-- start of RECORDS FOR PROCESSING --
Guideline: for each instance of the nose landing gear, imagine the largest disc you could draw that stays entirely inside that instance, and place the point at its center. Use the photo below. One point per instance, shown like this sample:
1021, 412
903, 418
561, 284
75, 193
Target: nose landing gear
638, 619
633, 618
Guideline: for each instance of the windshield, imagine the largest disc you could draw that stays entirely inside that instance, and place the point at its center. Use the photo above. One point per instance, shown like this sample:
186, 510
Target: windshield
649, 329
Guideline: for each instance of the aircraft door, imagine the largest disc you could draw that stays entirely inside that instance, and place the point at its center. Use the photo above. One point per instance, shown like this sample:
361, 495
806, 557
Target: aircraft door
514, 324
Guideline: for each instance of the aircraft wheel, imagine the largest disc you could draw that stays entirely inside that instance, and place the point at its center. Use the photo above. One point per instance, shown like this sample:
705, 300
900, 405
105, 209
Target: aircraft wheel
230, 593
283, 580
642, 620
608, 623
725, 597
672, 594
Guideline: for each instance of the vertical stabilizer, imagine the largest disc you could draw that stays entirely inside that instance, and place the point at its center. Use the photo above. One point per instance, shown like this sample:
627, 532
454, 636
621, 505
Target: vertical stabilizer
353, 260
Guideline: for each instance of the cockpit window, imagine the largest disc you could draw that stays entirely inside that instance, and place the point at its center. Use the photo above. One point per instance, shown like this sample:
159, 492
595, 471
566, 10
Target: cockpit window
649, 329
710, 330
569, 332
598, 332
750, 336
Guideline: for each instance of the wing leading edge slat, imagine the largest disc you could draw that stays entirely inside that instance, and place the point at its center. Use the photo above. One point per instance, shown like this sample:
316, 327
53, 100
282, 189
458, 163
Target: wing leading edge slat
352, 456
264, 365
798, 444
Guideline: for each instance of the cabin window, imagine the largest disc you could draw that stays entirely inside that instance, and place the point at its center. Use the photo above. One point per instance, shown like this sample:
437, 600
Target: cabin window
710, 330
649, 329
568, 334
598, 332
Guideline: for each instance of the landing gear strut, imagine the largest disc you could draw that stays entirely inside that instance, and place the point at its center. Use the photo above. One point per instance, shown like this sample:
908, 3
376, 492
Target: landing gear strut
-- end of RECORDS FOR PROCESSING --
• _WHAT THE EXERCISE ASKS_
Reproduce the full listing above, character for character.

• _THE RESULT_
Guideline: for each instance of the nose landing gear, imagine the largest disc you could draw that stays entirely inside that instance, and place the point at its center. Use the photo below. One point per instance, shown like this sample:
1021, 412
903, 418
561, 284
75, 193
Target: nose landing gear
638, 619
633, 618
Guideline: for each instance of the windshield, imagine the largest disc you could draw that stays entirely inside that instance, and place the point at its center. Use the photo above. One point per instance, shown like this sample:
186, 510
Target: windshield
649, 329
Guideline: for each instance of the aircraft door, imagine the largest disc you could draw that stays entirely inside that instance, and place the point at its center. Use the photo above. One point per instance, shown like this sample:
361, 495
806, 557
Target: aircraft door
514, 324
Guideline: for each instance of the aircraft wheel, imagine the largest disc you could draw that stays entirely inside that instance, and place the point at its center. Use the photo above. One point per instance, shown like this sample:
705, 300
900, 405
105, 209
Target: aircraft wheel
230, 593
283, 580
642, 620
608, 623
725, 597
672, 594
Guideline: for each instance of the vertical stabilizer, imagine the largest disc you could draw that stays entirely inside that instance, and place the point at its center. Use the photo above. One point per instance, shown like this sample:
627, 532
454, 636
621, 505
Target: vertical stabilizer
353, 260
Guideline: for each instance of the cockpit window, imagine the largest disc you could draw that stays entirely inside that instance, and place the point at its center. Use the photo above. One point per instance, shown like this sample:
159, 492
595, 471
566, 10
Target: cockpit window
649, 329
710, 330
569, 332
598, 332
750, 336
Guideline: for each instance of the wing leading edge slat, imagine the largest disc you could draw that stays entirely inside that instance, and place the point at its center. Use the photo above. One point per instance, shown like this sample:
316, 327
53, 100
282, 189
458, 163
Target: wing leading edge slat
352, 456
264, 365
798, 444
Guideline: for each instance of the cabin window, imagine the largest disc you could draw that stays entirely inside that instance, and place the point at its center. Use the photo above. One point per instance, shown like this sample:
437, 600
Target: cabin window
710, 330
649, 329
568, 334
598, 332
Guideline: for each instance of the landing gear strut, imagine the largest disc you could draw that stays entirely inside that instance, and place the point at its center. Use the photo above. One point per instance, shown like this sample:
908, 3
376, 492
Target: landing gear strut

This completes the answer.